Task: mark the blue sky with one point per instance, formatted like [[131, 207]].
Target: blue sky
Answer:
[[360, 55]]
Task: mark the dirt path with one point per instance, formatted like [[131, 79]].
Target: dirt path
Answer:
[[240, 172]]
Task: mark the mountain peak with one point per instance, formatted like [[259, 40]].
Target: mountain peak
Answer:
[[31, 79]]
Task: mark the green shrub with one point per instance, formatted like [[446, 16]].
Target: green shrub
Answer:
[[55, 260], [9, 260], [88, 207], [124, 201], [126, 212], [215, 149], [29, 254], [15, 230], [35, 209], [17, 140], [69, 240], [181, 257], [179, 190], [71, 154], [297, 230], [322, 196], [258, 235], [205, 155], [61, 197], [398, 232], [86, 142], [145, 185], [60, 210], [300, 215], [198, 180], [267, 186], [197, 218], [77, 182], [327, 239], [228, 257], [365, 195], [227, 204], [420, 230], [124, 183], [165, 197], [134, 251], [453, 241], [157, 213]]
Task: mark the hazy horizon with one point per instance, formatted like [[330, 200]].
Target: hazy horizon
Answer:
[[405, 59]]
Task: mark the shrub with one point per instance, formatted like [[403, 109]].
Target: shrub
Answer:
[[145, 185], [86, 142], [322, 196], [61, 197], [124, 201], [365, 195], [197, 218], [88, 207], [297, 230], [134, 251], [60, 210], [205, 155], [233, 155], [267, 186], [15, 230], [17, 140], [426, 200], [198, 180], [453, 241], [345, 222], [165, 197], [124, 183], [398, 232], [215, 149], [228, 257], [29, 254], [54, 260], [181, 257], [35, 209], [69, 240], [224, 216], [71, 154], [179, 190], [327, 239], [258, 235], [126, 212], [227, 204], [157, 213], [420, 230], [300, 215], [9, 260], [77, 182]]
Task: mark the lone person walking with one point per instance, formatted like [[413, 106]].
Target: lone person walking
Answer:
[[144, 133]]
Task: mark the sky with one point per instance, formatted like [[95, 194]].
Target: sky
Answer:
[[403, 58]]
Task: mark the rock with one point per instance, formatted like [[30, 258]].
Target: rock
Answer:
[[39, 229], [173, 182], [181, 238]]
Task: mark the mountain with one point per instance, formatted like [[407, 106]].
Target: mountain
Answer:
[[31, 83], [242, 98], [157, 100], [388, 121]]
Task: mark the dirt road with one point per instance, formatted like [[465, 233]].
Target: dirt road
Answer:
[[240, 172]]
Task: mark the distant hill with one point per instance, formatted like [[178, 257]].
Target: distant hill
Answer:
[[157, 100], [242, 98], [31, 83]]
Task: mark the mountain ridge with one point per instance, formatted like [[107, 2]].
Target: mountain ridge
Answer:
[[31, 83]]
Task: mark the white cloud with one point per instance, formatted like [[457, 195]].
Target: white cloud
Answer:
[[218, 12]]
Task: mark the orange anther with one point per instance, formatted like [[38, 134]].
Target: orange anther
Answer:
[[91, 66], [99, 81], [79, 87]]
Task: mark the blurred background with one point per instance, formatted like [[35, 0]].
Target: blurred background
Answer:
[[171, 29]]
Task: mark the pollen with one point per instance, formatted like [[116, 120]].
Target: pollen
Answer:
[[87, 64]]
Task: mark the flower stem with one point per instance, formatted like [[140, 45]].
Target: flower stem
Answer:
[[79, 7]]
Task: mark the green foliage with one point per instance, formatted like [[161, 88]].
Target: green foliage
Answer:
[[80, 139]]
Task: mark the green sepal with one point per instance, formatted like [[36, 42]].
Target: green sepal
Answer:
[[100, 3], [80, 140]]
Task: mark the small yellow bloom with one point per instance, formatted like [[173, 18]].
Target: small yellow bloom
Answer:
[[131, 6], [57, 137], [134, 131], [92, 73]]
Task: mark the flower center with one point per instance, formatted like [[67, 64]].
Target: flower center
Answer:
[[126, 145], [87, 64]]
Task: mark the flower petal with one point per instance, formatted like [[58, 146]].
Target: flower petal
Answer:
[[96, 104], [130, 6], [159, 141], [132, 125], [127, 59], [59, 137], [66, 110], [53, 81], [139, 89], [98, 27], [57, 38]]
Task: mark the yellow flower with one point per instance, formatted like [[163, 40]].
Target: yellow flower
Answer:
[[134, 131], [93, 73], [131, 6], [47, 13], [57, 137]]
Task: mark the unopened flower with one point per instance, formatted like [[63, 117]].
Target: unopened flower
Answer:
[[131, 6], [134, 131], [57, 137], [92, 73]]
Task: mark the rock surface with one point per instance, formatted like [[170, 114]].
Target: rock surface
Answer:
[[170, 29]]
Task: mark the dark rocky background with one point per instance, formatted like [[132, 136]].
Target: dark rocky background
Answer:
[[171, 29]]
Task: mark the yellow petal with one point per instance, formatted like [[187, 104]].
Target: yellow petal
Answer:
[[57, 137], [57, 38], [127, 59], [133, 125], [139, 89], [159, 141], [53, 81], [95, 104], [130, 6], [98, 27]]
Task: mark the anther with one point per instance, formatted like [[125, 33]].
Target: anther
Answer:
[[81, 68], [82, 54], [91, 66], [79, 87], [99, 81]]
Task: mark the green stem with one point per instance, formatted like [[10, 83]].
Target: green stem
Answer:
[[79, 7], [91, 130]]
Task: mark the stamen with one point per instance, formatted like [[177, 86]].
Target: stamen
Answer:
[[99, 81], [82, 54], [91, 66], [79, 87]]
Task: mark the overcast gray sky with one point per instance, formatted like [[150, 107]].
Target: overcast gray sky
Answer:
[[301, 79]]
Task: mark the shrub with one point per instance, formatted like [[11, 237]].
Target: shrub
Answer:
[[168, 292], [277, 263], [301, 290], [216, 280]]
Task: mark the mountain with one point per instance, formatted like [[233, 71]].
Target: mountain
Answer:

==============================

=== What is required ===
Turn every line of the material above into one numbered list, leaving out blank lines.

=== Task output ===
1. Task: mark the blue sky with one point per instance, formatted like [[131, 207]].
2. Target: blue sky
3. Answer:
4. [[360, 55]]
5. Task: mark the dirt path with one point per instance, formatted like [[131, 79]].
6. Target: dirt path
7. Answer:
8. [[240, 172]]
9. Task: mark the mountain peak with one point per instance, formatted like [[259, 40]].
10. Target: mountain peak
11. Answer:
12. [[31, 79]]
13. Task: mark the green shrub with one point per instance, formatted like [[446, 16]].
14. Target: green shrub
15. Answer:
16. [[55, 260], [9, 260], [88, 207], [124, 201], [126, 212], [215, 149], [29, 254], [15, 230], [35, 209], [17, 140], [69, 240], [181, 257], [179, 190], [71, 154], [297, 230], [322, 196], [258, 235], [205, 155], [61, 197], [398, 232], [86, 142], [145, 185], [60, 210], [300, 215], [198, 180], [267, 186], [197, 218], [77, 182], [327, 239], [228, 257], [365, 195], [227, 204], [420, 230], [124, 183], [165, 197], [134, 251], [453, 241], [157, 213]]
17. Task: mark the hazy horizon with one point per instance, formatted like [[330, 200]].
18. Target: hazy horizon
19. Answer:
20. [[405, 59]]
21. Task: mark the shrub with one point per instance, formatted like [[403, 109]].
22. Target: shrub
23. Answer:
24. [[145, 185], [86, 142], [322, 196], [61, 197], [124, 201], [365, 195], [197, 218], [88, 207], [297, 230], [134, 251], [60, 210], [205, 155], [233, 155], [267, 186], [15, 230], [17, 140], [426, 200], [198, 180], [453, 241], [345, 222], [165, 197], [124, 183], [398, 232], [215, 149], [228, 257], [29, 254], [54, 260], [181, 257], [35, 209], [69, 240], [224, 216], [71, 154], [179, 190], [327, 239], [258, 235], [126, 212], [227, 204], [157, 213], [420, 230], [300, 215], [9, 260], [77, 182]]
25. Task: mark the lone person walking with one point per instance, formatted like [[413, 106]].
26. Target: lone person walking
27. Answer:
28. [[144, 133]]
29. Task: mark the sky with one point per instance, formatted like [[95, 194]].
30. Target: sky
31. Answer:
32. [[403, 58]]
33. Task: mark the rock with one point per instance, formatted like [[30, 258]].
34. Target: rock
35. Answer:
36. [[39, 229], [173, 182], [181, 238]]
37. Task: mark the mountain with one point per instance, formatted like [[407, 106]].
38. Target: mountain
39. Answer:
40. [[31, 83], [242, 98], [157, 100], [388, 121]]
41. Task: mark the dirt road with one point per instance, formatted like [[465, 233]].
42. Target: dirt road
43. Answer:
44. [[240, 172]]
45. Task: mark the distant hill with one point per instance, formatted like [[178, 257]].
46. Target: distant hill
47. Answer:
48. [[157, 100], [242, 98], [31, 83]]
49. Task: mark the mountain ridge with one point per instance, formatted like [[107, 2]].
50. Target: mountain ridge
51. Answer:
52. [[31, 83]]
53. Task: mark the white cloud with one point per instance, formatted like [[457, 195]].
54. Target: white cloud
55. Answer:
56. [[218, 12]]
57. Task: mark the orange anther with one point per instance, formatted like [[38, 134]].
58. Target: orange anther
59. Answer:
60. [[91, 66], [99, 81], [79, 87]]
61. Task: mark the blurred background with one point per instance, formatted like [[35, 0]].
62. Target: blurred background
63. Answer:
64. [[171, 29]]
65. Task: mark the pollen with one point per instance, formatted like [[116, 120]].
66. Target: pollen
67. Answer:
68. [[87, 64]]
69. Task: mark the flower stem with one point per instance, formatted like [[140, 45]].
70. Target: flower stem
71. Answer:
72. [[79, 7]]
73. Task: mark the green foliage with one point per instance, formatted like [[161, 88]].
74. Target: green foliage
75. Answer:
76. [[80, 139]]
77. Task: mark the green sepal with one point per instance, formatted like [[36, 42]].
78. Target: green sepal
79. Answer:
80. [[100, 3], [80, 140]]
81. Task: mark the small yellow bloom with one point per instance, formatted like [[173, 18]].
82. Target: small yellow bloom
83. Answer:
84. [[131, 6], [57, 137], [134, 131], [92, 73]]
85. Task: mark the flower center with one point per instance, formatted like [[67, 64]].
86. Target: flower center
87. Answer:
88. [[126, 145], [87, 64]]
89. Task: mark the flower petal with one point per instance, formatted like [[58, 146]].
90. Target: flower petal
91. Answer:
92. [[96, 104], [130, 6], [159, 141], [132, 125], [127, 59], [59, 137], [66, 110], [53, 81], [139, 89], [98, 27], [57, 38]]
93. Task: mark the yellow flower with one point per instance, formatted like [[163, 40]].
94. Target: yellow flower
95. Answer:
96. [[134, 131], [93, 73], [131, 6], [47, 13], [57, 137]]
97. Task: mark the unopened flower with one point per instance, formatted like [[63, 117]].
98. Target: unopened flower
99. Answer:
100. [[131, 6], [134, 131], [57, 137], [92, 73]]
101. Task: mark the rock surface with one point per instance, formatted like [[170, 114]].
102. Target: rock surface
103. Answer:
104. [[170, 29]]
105. Task: mark the dark rocky background with one point per instance, formatted like [[132, 136]].
106. Target: dark rocky background
107. Answer:
108. [[171, 29]]
109. Task: mark the yellow petal with one point per instance, formatted like [[187, 104]].
110. Target: yellow petal
111. Answer:
112. [[57, 137], [57, 38], [127, 59], [133, 125], [139, 89], [159, 141], [53, 81], [95, 104], [130, 6], [98, 27]]
113. Task: mark the anther with one point per instance, formatted like [[125, 33]].
114. Target: anther
115. Answer:
116. [[81, 68], [82, 54], [91, 66], [79, 87], [99, 81]]
117. Task: mark the green stem with one point per instance, formatted like [[10, 83]].
118. Target: green stem
119. Answer:
120. [[79, 7], [91, 130]]
121. Task: mark the stamen with one point per instance, formatted like [[177, 86]].
122. Target: stamen
123. Answer:
124. [[99, 81], [82, 54], [91, 66], [79, 87]]
125. Task: mark the overcast gray sky with one point per instance, formatted like [[150, 107]].
126. Target: overcast gray sky
127. Answer:
128. [[301, 79]]
129. Task: mark the shrub with one point per instance, formatted like [[11, 237]].
130. Target: shrub
131. Answer:
132. [[168, 292], [277, 263], [301, 290], [216, 280]]
133. Task: mark the mountain with one point per instance, formatted like [[233, 71]].
134. Target: mountain
135. Answer:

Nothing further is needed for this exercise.